Rewrite the lines from the one holding "worker in red" through the one holding "35,244,312,575", inclusive, swapping every "Query" for "Prompt" and leaving everything else unchanged.
── Supplied material
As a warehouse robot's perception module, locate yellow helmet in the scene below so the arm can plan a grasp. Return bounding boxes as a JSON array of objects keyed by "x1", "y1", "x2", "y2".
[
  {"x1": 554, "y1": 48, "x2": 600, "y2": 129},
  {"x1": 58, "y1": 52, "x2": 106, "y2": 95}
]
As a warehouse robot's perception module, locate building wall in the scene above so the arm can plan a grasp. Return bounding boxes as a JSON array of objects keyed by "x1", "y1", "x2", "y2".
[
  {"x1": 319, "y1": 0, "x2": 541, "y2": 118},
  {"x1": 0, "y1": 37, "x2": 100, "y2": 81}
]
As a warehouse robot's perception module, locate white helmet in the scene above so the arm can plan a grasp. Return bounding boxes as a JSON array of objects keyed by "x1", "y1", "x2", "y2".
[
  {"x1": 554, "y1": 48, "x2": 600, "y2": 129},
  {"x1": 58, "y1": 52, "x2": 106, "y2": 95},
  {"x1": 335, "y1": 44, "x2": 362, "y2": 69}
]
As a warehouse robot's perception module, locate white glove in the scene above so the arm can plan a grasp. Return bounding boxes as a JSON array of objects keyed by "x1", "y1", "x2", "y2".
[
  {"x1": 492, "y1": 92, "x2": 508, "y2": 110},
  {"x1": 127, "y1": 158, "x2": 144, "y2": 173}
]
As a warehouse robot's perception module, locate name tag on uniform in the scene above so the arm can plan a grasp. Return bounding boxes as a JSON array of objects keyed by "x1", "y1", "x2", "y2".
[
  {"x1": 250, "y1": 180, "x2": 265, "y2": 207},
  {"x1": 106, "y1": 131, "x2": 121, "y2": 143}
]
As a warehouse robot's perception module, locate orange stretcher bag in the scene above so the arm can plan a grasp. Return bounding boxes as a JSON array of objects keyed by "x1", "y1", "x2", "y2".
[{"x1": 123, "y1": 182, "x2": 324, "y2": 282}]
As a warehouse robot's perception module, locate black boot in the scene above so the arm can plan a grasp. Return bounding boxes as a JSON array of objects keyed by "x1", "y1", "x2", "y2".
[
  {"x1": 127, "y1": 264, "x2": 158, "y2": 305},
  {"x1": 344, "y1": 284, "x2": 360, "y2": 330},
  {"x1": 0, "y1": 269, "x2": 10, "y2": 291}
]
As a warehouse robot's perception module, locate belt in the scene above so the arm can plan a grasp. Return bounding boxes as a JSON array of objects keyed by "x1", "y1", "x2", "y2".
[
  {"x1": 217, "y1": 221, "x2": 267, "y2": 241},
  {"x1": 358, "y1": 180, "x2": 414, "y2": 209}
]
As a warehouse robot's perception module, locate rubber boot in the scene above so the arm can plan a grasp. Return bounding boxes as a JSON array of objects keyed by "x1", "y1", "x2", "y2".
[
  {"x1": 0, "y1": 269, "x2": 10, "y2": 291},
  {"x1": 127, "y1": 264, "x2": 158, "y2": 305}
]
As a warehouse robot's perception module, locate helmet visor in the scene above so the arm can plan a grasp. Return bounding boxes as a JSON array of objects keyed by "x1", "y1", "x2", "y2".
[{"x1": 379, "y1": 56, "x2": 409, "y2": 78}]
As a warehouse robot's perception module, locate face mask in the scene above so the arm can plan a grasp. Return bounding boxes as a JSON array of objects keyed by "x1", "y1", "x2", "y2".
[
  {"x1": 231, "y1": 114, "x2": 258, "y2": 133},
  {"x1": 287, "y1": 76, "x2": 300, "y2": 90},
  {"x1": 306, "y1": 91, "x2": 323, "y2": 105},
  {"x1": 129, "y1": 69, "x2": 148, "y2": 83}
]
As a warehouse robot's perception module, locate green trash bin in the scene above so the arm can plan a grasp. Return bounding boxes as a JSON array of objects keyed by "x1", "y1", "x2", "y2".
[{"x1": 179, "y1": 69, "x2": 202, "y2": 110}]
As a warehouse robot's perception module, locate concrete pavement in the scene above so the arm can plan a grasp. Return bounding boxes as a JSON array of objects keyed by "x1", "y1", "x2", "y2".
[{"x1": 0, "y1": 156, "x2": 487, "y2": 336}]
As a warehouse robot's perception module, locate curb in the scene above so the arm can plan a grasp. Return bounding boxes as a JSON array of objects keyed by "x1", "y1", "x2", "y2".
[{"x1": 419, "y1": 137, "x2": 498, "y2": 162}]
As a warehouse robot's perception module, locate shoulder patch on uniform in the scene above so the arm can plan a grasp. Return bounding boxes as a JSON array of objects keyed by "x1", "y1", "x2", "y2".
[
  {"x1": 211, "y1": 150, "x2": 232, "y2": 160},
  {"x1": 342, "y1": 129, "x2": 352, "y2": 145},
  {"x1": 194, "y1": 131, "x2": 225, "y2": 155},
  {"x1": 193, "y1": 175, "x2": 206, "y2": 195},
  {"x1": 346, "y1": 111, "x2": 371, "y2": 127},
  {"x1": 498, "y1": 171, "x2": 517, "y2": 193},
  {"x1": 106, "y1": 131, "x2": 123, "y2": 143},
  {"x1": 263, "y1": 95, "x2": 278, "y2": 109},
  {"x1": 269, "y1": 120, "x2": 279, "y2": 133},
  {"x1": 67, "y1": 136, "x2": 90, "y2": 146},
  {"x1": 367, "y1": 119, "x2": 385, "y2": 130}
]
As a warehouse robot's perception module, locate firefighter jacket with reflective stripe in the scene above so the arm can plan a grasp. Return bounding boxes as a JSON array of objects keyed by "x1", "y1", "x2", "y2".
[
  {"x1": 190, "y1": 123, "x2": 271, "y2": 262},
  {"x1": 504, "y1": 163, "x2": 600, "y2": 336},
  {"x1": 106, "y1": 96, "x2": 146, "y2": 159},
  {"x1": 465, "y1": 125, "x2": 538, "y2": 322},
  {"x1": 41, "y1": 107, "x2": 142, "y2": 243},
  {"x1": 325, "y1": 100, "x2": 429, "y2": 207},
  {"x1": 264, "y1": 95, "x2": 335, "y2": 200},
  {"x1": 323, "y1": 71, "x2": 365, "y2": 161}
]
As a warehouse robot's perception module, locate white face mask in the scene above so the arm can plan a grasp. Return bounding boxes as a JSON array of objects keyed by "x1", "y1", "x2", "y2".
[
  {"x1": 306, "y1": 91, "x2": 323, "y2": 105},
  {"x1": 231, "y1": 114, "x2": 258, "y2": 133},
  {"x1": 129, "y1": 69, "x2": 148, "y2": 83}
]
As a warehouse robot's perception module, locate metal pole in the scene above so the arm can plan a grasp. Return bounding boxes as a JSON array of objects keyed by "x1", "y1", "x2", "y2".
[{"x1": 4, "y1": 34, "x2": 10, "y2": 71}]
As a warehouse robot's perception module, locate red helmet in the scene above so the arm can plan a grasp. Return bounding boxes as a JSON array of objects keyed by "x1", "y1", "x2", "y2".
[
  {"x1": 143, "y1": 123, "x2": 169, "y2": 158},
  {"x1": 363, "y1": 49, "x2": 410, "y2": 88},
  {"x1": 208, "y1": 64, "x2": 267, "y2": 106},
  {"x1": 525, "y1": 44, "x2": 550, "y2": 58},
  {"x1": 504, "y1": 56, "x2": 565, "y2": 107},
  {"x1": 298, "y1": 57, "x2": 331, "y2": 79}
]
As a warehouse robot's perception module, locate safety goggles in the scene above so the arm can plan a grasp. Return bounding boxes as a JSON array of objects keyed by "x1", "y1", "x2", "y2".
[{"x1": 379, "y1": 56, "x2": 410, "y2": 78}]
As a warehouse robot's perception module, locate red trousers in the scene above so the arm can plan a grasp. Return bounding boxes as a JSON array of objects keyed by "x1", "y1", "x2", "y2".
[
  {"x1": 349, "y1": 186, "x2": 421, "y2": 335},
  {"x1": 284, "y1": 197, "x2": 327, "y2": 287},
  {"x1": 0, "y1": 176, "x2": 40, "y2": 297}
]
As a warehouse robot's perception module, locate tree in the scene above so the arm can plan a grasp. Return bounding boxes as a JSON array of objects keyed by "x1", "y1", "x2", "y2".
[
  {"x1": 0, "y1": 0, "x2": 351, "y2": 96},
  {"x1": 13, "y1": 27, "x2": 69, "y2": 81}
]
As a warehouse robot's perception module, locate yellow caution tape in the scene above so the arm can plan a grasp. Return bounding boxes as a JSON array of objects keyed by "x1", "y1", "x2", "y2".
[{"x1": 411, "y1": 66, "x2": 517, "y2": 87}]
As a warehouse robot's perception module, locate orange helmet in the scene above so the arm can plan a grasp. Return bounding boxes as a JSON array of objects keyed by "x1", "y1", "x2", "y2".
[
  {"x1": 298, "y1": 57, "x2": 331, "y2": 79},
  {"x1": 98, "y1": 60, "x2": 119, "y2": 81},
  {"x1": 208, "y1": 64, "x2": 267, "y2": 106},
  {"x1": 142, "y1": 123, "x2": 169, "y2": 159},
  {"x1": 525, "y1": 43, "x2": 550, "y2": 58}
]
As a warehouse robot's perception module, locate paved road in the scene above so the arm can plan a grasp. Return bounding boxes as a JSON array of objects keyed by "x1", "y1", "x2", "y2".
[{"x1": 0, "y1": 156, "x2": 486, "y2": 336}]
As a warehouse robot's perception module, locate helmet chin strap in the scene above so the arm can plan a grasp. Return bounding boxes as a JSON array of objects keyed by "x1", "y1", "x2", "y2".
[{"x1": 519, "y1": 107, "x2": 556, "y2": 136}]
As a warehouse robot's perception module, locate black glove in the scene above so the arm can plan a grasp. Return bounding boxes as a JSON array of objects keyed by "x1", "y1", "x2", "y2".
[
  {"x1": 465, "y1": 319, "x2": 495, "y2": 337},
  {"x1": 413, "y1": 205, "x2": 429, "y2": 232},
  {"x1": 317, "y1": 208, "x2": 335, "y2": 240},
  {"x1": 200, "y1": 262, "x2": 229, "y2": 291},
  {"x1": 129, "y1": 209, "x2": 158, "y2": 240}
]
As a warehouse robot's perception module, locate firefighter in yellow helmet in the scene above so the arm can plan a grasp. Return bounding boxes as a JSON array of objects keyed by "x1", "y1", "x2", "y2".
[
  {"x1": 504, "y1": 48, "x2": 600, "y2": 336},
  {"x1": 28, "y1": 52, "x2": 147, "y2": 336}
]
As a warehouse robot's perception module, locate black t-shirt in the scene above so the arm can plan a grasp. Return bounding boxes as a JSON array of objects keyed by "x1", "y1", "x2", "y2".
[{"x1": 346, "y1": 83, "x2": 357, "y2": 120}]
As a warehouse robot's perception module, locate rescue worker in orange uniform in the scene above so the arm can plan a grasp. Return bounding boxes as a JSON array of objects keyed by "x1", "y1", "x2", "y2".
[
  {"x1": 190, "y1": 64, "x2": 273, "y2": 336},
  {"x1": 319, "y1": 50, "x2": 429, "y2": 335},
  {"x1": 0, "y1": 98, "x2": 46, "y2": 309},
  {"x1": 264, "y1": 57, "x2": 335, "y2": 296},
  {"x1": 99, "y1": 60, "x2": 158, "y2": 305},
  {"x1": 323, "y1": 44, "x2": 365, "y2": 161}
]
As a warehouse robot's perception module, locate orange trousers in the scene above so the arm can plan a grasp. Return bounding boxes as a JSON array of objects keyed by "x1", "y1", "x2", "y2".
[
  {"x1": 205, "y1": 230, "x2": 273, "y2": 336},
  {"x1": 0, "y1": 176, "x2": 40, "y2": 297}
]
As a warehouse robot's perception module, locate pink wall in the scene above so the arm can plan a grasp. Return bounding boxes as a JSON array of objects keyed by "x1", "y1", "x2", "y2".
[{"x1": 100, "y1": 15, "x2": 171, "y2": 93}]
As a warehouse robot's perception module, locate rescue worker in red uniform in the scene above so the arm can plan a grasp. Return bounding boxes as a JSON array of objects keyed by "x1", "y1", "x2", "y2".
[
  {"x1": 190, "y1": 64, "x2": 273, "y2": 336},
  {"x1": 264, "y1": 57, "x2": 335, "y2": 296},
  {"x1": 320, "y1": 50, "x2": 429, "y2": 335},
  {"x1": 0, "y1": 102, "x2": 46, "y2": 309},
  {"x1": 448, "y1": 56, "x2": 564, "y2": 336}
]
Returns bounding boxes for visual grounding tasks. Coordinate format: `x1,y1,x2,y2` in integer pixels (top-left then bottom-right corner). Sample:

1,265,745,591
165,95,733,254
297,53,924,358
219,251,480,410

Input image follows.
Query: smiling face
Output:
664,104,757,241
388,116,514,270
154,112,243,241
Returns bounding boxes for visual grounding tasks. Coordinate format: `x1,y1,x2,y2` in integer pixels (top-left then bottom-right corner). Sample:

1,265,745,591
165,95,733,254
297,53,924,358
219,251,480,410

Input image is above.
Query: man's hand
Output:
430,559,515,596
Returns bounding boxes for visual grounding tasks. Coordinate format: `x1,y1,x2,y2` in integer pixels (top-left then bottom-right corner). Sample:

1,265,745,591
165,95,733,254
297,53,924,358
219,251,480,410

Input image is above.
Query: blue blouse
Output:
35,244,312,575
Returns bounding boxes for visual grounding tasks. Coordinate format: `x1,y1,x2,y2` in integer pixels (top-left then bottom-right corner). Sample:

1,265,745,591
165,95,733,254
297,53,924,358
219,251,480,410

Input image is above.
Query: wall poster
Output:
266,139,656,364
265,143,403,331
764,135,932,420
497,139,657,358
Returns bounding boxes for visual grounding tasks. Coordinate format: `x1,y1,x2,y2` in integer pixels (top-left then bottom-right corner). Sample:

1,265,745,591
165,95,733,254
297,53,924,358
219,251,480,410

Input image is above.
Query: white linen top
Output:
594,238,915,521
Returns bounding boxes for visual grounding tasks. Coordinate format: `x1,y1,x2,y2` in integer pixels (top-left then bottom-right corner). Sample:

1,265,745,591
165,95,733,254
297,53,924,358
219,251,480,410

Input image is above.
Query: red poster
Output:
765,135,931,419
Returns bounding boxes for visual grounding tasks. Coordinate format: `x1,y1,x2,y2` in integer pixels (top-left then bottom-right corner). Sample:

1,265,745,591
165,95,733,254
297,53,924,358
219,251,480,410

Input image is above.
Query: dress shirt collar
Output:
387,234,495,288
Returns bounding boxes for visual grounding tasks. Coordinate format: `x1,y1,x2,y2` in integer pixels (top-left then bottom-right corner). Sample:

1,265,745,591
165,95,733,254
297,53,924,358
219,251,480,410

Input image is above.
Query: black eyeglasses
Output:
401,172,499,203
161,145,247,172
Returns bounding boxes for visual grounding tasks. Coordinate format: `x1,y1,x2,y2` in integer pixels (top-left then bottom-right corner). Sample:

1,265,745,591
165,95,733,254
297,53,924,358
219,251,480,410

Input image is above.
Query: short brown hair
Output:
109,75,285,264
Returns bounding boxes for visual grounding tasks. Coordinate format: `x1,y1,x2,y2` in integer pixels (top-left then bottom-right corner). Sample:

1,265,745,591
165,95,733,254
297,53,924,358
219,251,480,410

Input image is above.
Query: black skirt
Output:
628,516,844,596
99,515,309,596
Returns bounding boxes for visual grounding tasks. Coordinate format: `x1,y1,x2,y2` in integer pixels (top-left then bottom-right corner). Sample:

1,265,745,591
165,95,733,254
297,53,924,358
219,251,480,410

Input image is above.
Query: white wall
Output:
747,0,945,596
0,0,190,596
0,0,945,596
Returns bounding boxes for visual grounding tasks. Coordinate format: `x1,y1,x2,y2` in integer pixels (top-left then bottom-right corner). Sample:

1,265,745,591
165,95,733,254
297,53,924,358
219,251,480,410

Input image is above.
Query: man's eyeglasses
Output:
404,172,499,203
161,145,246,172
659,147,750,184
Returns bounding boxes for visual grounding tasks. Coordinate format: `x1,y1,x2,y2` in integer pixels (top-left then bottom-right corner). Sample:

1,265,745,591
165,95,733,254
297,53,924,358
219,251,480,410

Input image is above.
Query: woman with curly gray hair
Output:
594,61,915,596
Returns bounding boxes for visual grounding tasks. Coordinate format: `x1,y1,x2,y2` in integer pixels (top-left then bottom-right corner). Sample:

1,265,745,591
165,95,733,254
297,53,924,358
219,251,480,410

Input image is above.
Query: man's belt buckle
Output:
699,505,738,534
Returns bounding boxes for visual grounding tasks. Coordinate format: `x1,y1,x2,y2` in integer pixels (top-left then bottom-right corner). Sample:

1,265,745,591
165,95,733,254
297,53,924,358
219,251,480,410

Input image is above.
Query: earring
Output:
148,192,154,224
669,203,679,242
────
__In response__:
As a warehouse robot's perception module, locate rescue worker in red uniform in the scene above so the arm can plan a grasp. Return bounding boxes as a JSON array of objects keyed by "x1", "y1", "x2", "y2".
[
  {"x1": 190, "y1": 64, "x2": 273, "y2": 336},
  {"x1": 264, "y1": 57, "x2": 335, "y2": 296},
  {"x1": 320, "y1": 50, "x2": 429, "y2": 335},
  {"x1": 0, "y1": 102, "x2": 46, "y2": 309},
  {"x1": 448, "y1": 56, "x2": 564, "y2": 336}
]
Returns bounding boxes for visual grounding tasks. Coordinate format: `x1,y1,x2,y2` in integer pixels (top-left then bottom-right corner). Sample:

1,265,745,591
165,95,733,254
297,53,924,358
219,251,480,410

Input image follows.
Prompt: smiling face
Output:
664,104,757,241
388,116,514,270
154,112,243,241
Returns bounding boxes for visual grounding tasks. Coordinate format: `x1,y1,x2,y2` in integer pixels (top-left then bottom-right corner). Sample:

1,265,745,591
165,95,733,254
297,53,924,358
219,251,480,410

Input image is above.
Prompt: man's hand
Output:
430,559,515,596
Returns bounding boxes for visual grounding tasks. Coordinate format: `x1,y1,x2,y2` in integer pixels (top-left then bottom-right corner). Sample:

1,265,745,591
165,95,733,254
297,53,924,358
219,251,480,410

Input image is above.
Prompt: blue blouse
Output:
35,244,312,575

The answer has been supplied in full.